(Outline entries for images)

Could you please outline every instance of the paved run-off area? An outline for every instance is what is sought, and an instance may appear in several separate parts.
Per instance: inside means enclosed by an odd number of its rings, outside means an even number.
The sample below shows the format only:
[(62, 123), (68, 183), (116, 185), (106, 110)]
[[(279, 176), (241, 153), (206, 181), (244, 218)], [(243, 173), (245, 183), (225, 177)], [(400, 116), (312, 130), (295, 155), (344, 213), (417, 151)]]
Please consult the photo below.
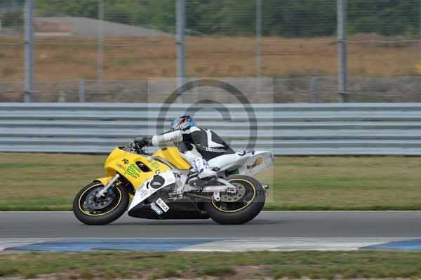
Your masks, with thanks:
[(87, 226), (71, 212), (0, 213), (0, 248), (89, 251), (421, 249), (421, 211), (262, 212), (241, 225), (124, 215)]

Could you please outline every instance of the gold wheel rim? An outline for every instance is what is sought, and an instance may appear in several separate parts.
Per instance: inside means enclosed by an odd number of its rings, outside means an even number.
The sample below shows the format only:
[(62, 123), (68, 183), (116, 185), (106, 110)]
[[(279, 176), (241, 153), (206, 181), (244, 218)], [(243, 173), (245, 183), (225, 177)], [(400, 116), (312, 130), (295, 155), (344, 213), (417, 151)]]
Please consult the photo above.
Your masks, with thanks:
[(92, 188), (93, 187), (96, 187), (98, 186), (103, 186), (102, 184), (97, 184), (97, 185), (94, 185), (93, 186), (91, 186), (91, 187), (88, 187), (88, 189), (85, 189), (85, 191), (82, 193), (82, 194), (81, 194), (81, 196), (79, 196), (79, 201), (78, 201), (78, 206), (79, 208), (79, 210), (85, 215), (88, 215), (89, 216), (102, 216), (104, 215), (107, 215), (109, 213), (112, 212), (116, 208), (117, 208), (117, 206), (119, 205), (120, 205), (120, 202), (121, 201), (121, 199), (123, 197), (122, 194), (121, 194), (121, 191), (120, 191), (120, 189), (119, 189), (118, 187), (116, 187), (116, 189), (117, 189), (119, 191), (119, 201), (117, 201), (117, 204), (116, 204), (115, 206), (114, 206), (111, 210), (109, 210), (108, 211), (105, 212), (105, 213), (102, 213), (100, 214), (91, 214), (90, 213), (86, 213), (83, 209), (81, 208), (81, 199), (82, 199), (82, 197), (83, 197), (83, 195), (86, 193), (86, 192), (88, 192), (90, 189), (92, 189)]
[(254, 200), (255, 197), (256, 196), (256, 188), (255, 187), (254, 185), (246, 180), (246, 179), (232, 179), (232, 180), (229, 180), (228, 182), (231, 182), (231, 181), (244, 181), (248, 182), (248, 184), (250, 184), (250, 185), (251, 186), (251, 187), (253, 188), (253, 197), (251, 198), (251, 199), (250, 199), (250, 201), (247, 201), (247, 204), (246, 204), (245, 206), (243, 206), (243, 207), (239, 208), (239, 209), (236, 209), (236, 210), (225, 210), (225, 209), (222, 209), (220, 207), (218, 207), (216, 204), (215, 204), (215, 201), (213, 200), (213, 198), (212, 199), (212, 204), (213, 205), (213, 207), (215, 207), (215, 208), (217, 208), (218, 210), (219, 210), (220, 211), (222, 212), (227, 212), (227, 213), (234, 213), (234, 212), (238, 212), (240, 211), (243, 209), (244, 209), (245, 208), (248, 207)]

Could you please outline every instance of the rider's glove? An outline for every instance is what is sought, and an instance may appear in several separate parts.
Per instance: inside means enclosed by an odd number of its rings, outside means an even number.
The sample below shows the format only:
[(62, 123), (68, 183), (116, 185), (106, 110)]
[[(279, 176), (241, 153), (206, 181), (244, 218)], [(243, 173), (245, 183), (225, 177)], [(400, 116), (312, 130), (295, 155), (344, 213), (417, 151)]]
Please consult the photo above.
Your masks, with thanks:
[(152, 145), (152, 140), (150, 137), (144, 137), (143, 138), (135, 138), (134, 142), (140, 147), (149, 147)]

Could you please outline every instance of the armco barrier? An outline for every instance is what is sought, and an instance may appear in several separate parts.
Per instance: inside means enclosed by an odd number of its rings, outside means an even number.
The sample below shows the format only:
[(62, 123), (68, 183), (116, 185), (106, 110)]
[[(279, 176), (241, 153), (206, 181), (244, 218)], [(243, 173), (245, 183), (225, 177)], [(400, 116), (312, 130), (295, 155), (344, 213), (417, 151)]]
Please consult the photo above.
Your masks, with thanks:
[[(199, 126), (236, 149), (245, 149), (255, 132), (255, 149), (277, 155), (421, 155), (421, 103), (255, 104), (246, 110), (239, 104), (174, 104), (166, 116), (159, 114), (161, 107), (0, 103), (0, 151), (107, 153), (155, 133), (156, 120), (166, 128), (191, 112)], [(257, 128), (252, 121), (250, 130), (251, 113)]]

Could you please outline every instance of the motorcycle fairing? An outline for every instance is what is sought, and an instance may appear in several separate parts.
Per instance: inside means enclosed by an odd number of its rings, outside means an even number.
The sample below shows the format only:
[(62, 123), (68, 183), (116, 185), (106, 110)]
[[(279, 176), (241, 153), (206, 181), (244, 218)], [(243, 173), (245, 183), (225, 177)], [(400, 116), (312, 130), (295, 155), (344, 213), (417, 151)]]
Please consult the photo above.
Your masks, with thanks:
[(128, 211), (144, 200), (154, 194), (158, 190), (175, 183), (175, 176), (172, 171), (156, 174), (145, 182), (135, 192), (133, 199), (128, 207)]
[(178, 149), (175, 147), (167, 147), (159, 149), (152, 154), (152, 156), (165, 159), (165, 160), (173, 165), (174, 167), (182, 171), (189, 170), (191, 168), (190, 164), (180, 155), (180, 152), (178, 152)]
[[(157, 173), (163, 173), (171, 170), (170, 166), (161, 162), (148, 160), (143, 155), (126, 152), (119, 147), (109, 154), (105, 167), (107, 175), (112, 178), (116, 173), (121, 174), (135, 189)], [(102, 180), (98, 180), (102, 182)]]
[(274, 161), (271, 152), (239, 151), (224, 154), (208, 161), (210, 168), (221, 171), (238, 169), (239, 174), (253, 176), (270, 166)]

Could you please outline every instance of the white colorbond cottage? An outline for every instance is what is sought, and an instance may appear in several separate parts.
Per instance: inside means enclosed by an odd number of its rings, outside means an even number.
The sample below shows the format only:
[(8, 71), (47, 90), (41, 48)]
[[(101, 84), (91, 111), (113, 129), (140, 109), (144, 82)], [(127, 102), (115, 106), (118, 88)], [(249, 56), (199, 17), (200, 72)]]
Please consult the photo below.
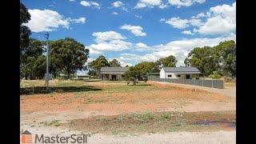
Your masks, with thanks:
[(129, 67), (102, 67), (100, 74), (102, 80), (123, 80)]
[(196, 67), (162, 67), (160, 71), (160, 78), (198, 78), (200, 74), (202, 73)]

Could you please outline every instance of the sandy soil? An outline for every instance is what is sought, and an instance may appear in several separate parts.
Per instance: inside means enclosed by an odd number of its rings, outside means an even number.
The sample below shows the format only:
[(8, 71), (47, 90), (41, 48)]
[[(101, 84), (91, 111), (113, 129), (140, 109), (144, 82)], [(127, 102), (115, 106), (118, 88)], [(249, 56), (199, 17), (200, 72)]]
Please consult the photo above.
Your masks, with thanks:
[[(170, 83), (149, 82), (159, 87)], [(108, 85), (110, 83), (105, 83)], [(115, 83), (116, 84), (116, 83)], [(174, 84), (176, 89), (137, 91), (134, 93), (54, 94), (21, 97), (21, 128), (32, 134), (66, 135), (81, 134), (55, 126), (42, 126), (38, 122), (53, 120), (66, 122), (96, 115), (114, 115), (154, 111), (222, 111), (235, 110), (234, 88), (226, 90)], [(234, 89), (235, 90), (235, 89)], [(232, 91), (233, 90), (233, 91)], [(93, 134), (89, 143), (235, 143), (235, 131), (172, 132), (140, 135)]]

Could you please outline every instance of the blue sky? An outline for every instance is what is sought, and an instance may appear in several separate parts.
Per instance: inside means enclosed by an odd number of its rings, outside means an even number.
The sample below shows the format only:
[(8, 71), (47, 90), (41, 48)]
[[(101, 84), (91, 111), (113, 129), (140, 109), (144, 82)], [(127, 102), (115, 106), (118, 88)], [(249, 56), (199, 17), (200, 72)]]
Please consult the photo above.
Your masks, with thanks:
[[(196, 46), (236, 38), (233, 0), (22, 0), (34, 32), (50, 38), (70, 37), (122, 66), (174, 55), (182, 66)], [(42, 40), (39, 34), (31, 37)]]

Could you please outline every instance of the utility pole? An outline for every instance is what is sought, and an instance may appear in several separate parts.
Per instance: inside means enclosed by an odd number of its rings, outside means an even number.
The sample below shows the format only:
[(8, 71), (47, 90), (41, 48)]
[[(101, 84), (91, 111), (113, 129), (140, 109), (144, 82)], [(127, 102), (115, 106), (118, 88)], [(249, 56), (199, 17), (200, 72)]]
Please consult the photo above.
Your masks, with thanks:
[(43, 34), (46, 38), (46, 93), (49, 92), (49, 33), (36, 33), (35, 34)]
[(49, 91), (49, 33), (45, 34), (46, 38), (46, 93)]

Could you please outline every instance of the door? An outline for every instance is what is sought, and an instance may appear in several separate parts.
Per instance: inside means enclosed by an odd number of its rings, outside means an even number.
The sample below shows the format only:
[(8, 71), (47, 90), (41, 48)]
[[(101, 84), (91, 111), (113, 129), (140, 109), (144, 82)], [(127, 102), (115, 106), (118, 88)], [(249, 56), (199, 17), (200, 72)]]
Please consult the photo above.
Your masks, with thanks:
[(112, 81), (115, 81), (117, 79), (117, 75), (112, 75)]
[(186, 74), (186, 79), (190, 79), (190, 74)]

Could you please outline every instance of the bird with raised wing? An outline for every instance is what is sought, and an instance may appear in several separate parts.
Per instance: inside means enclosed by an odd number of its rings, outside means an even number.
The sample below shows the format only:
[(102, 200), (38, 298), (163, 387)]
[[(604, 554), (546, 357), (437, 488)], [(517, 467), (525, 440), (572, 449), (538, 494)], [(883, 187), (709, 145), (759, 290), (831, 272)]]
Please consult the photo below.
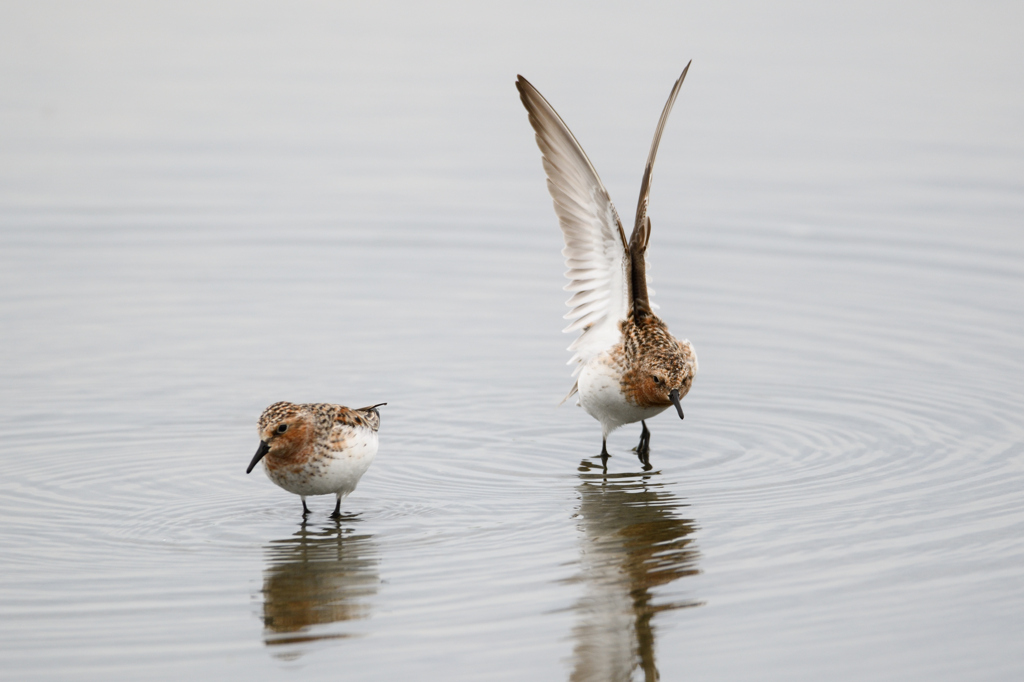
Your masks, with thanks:
[(577, 383), (565, 399), (578, 403), (601, 423), (601, 458), (608, 458), (608, 434), (625, 424), (640, 422), (636, 453), (650, 469), (650, 430), (646, 421), (675, 407), (689, 392), (697, 373), (697, 356), (687, 340), (677, 340), (654, 314), (647, 288), (647, 245), (650, 241), (651, 171), (654, 157), (686, 65), (669, 94), (654, 131), (637, 203), (633, 232), (627, 241), (618, 213), (583, 147), (561, 117), (530, 83), (519, 76), (516, 88), (537, 132), (548, 191), (562, 228), (565, 264), (569, 268), (566, 333), (581, 331), (568, 347), (574, 354)]

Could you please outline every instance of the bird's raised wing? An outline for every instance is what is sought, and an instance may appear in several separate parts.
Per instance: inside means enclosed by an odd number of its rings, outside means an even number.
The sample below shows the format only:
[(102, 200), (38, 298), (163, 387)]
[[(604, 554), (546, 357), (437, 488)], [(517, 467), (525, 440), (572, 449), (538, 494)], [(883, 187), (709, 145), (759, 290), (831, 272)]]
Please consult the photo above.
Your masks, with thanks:
[(601, 178), (565, 122), (522, 76), (516, 88), (537, 132), (548, 191), (565, 238), (565, 290), (573, 294), (566, 301), (570, 310), (565, 318), (571, 323), (564, 331), (583, 330), (568, 348), (575, 351), (569, 365), (584, 363), (617, 343), (618, 323), (629, 314), (626, 233)]
[[(692, 63), (692, 62), (690, 62)], [(637, 201), (637, 217), (633, 223), (633, 233), (630, 235), (629, 253), (634, 266), (630, 270), (632, 279), (630, 291), (633, 296), (631, 310), (635, 318), (639, 322), (643, 316), (651, 314), (652, 308), (657, 306), (651, 303), (650, 296), (654, 294), (647, 286), (647, 244), (650, 241), (650, 216), (647, 215), (647, 204), (650, 201), (650, 181), (654, 172), (654, 158), (657, 156), (657, 145), (662, 142), (662, 133), (665, 132), (665, 124), (672, 113), (672, 105), (676, 103), (676, 96), (686, 79), (686, 72), (690, 70), (687, 63), (682, 75), (669, 93), (669, 99), (662, 110), (662, 118), (657, 121), (657, 128), (654, 130), (654, 140), (650, 143), (650, 153), (647, 155), (647, 164), (643, 170), (643, 180), (640, 182), (640, 199)]]

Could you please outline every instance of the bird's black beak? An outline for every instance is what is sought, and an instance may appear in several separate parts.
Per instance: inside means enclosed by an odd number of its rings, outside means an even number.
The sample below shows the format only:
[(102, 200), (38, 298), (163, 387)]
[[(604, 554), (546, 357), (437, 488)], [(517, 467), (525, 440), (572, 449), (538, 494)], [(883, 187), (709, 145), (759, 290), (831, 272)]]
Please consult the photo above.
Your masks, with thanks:
[[(678, 406), (679, 402), (677, 401), (676, 404)], [(246, 473), (252, 473), (253, 467), (259, 464), (259, 461), (263, 459), (263, 456), (269, 452), (270, 445), (266, 444), (266, 440), (260, 440), (259, 450), (256, 451), (256, 457), (254, 457), (253, 461), (249, 463), (249, 468), (246, 469)]]
[(672, 404), (676, 406), (676, 412), (679, 413), (679, 418), (685, 419), (685, 417), (683, 417), (683, 406), (679, 404), (679, 389), (673, 388), (669, 391), (669, 398), (672, 399)]

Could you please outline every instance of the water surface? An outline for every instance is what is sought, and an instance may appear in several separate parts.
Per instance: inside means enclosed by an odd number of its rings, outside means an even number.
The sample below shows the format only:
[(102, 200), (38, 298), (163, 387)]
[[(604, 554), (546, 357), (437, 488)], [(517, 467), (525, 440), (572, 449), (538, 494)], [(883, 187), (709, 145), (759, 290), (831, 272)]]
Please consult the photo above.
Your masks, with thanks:
[[(1015, 679), (1015, 8), (0, 10), (0, 666), (17, 679)], [(57, 10), (58, 9), (58, 10)], [(955, 56), (955, 58), (953, 58)], [(513, 82), (700, 373), (582, 410)], [(372, 404), (340, 520), (275, 400)]]

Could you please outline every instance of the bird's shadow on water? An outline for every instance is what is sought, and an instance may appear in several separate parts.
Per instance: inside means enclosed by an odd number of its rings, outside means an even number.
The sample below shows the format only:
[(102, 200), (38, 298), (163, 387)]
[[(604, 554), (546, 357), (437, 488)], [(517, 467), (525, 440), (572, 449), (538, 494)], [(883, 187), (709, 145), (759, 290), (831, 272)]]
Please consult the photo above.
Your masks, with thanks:
[(699, 572), (685, 502), (658, 471), (608, 473), (600, 458), (579, 467), (580, 572), (573, 605), (572, 681), (658, 679), (655, 614), (699, 606), (657, 603), (653, 590)]
[(380, 551), (359, 522), (358, 514), (323, 525), (303, 520), (291, 537), (264, 547), (263, 642), (276, 655), (291, 659), (311, 642), (356, 636), (337, 624), (369, 617)]

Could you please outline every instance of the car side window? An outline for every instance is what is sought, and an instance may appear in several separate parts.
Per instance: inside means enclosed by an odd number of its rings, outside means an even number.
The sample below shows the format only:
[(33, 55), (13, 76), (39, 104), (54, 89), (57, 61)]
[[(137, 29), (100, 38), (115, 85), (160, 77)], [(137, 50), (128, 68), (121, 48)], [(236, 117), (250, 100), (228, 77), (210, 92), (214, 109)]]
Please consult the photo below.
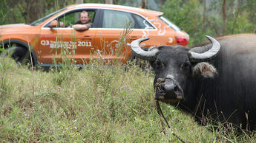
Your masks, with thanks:
[(131, 14), (116, 10), (104, 10), (102, 28), (125, 28), (131, 21), (131, 28), (134, 28), (135, 22)]
[(133, 16), (136, 19), (136, 24), (137, 29), (154, 29), (154, 27), (148, 22), (145, 18), (141, 16), (134, 14)]
[[(64, 15), (61, 15), (60, 17), (57, 18), (56, 20), (58, 21), (58, 27), (59, 28), (65, 28), (65, 27), (70, 27), (72, 25), (75, 24), (77, 21), (79, 21), (79, 15), (81, 11), (75, 11), (68, 13), (65, 13)], [(88, 11), (90, 16), (90, 21), (93, 22), (95, 15), (95, 11)], [(46, 27), (49, 27), (49, 24)]]

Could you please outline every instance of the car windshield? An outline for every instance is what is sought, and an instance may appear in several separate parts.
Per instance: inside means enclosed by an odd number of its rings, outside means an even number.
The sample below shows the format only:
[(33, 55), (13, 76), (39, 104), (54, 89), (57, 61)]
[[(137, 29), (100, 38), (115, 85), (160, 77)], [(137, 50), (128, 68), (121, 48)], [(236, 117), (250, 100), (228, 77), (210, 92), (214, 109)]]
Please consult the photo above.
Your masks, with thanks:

◆ **SET TASK**: Write out word for word every line from the line with "Could you please outline every instance of the car side" through the final line of the records, both included, skipping the pictures.

◆ **RESPONSE TO THE TASK**:
Could you please outline every instance of the car side window? An outline for every instance is what is sought, and an instance may appear in several separate parts.
Per instance: inside means enclosed by an odd number of its rings, outside means an even number.
The sample below shows the format only:
[(33, 55), (13, 76), (39, 104), (54, 89), (57, 61)]
[[(137, 29), (100, 38), (115, 85), (160, 77)], [(137, 50), (128, 68), (121, 48)], [(236, 117), (250, 100), (228, 77), (210, 92), (214, 109)]]
Please consult the photo below.
Your masks, with thanks:
[(131, 14), (116, 10), (104, 10), (102, 28), (125, 28), (131, 21), (131, 28), (134, 28), (135, 22)]
[(133, 16), (136, 19), (136, 24), (137, 29), (154, 29), (154, 27), (148, 22), (145, 18), (141, 16), (134, 14)]
[[(64, 15), (61, 15), (60, 17), (57, 18), (56, 20), (58, 21), (58, 27), (59, 28), (65, 28), (65, 27), (70, 27), (72, 25), (75, 24), (77, 21), (79, 21), (79, 15), (81, 11), (75, 11), (68, 13), (65, 13)], [(88, 11), (90, 16), (90, 21), (93, 22), (95, 15), (95, 11)], [(46, 27), (49, 27), (49, 24)]]

Could you please outline every instance of the car windshield? An outline for every instance is what is sought, and an instance may appear in several separate parts.
Per instance: inside means enclosed by an odd number of its rings, outside means an even number.
The sample below shows the format only:
[(33, 55), (13, 76), (39, 104), (54, 89), (57, 61)]
[[(137, 29), (100, 38), (115, 85), (160, 77)], [(137, 50), (128, 68), (121, 48)], [(236, 117), (250, 100), (228, 77), (210, 92), (214, 109)]]
Please consult the photo above.
Your masks, with thanks:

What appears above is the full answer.